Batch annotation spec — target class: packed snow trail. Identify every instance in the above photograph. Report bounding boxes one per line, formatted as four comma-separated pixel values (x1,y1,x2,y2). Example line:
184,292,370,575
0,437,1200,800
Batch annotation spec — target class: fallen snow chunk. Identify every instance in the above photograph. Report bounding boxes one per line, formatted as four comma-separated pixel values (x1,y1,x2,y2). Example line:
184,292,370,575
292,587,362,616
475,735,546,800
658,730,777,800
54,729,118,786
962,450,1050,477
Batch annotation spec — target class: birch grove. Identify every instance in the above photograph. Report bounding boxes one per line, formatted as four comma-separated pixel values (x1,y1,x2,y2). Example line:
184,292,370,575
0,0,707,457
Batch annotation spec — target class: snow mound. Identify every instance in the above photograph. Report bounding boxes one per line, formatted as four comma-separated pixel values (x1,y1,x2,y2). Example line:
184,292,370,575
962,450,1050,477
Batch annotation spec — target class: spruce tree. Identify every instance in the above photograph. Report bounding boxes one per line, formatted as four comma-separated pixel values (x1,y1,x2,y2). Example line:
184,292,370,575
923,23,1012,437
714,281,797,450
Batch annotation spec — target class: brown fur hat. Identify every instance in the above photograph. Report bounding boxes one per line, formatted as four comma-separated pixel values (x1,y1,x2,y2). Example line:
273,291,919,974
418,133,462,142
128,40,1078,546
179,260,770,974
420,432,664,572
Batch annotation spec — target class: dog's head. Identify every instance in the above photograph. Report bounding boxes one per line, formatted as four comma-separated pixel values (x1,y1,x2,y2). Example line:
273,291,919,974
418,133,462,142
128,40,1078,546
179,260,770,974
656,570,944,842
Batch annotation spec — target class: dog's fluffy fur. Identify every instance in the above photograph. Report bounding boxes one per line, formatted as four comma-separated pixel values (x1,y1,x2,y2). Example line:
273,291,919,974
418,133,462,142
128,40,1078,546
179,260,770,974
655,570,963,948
━━━━━━━━━━━━━━━━━━━━
▶ **GIVEN PROBLEM**
Copy the rows above from the line containing "Batch annotation spec — target class: brown" to the line containing "420,432,664,572", both included, keeping the request text unchanged. Multiply each bounding-box coordinate in the answers by 0.45 and round to whole numbers, with halves rounded up; leave the format samples in the requests as they are.

▶ **ANSWER IN FULL**
Batch annotation spec — target class: brown fur hat. Identify every instance in the above photograph. Report bounding boxes one per line, formatted as four comma-separated pixel values (x1,y1,x2,y2). Example line:
273,291,919,974
418,133,462,142
128,40,1078,546
179,260,770,974
189,194,299,257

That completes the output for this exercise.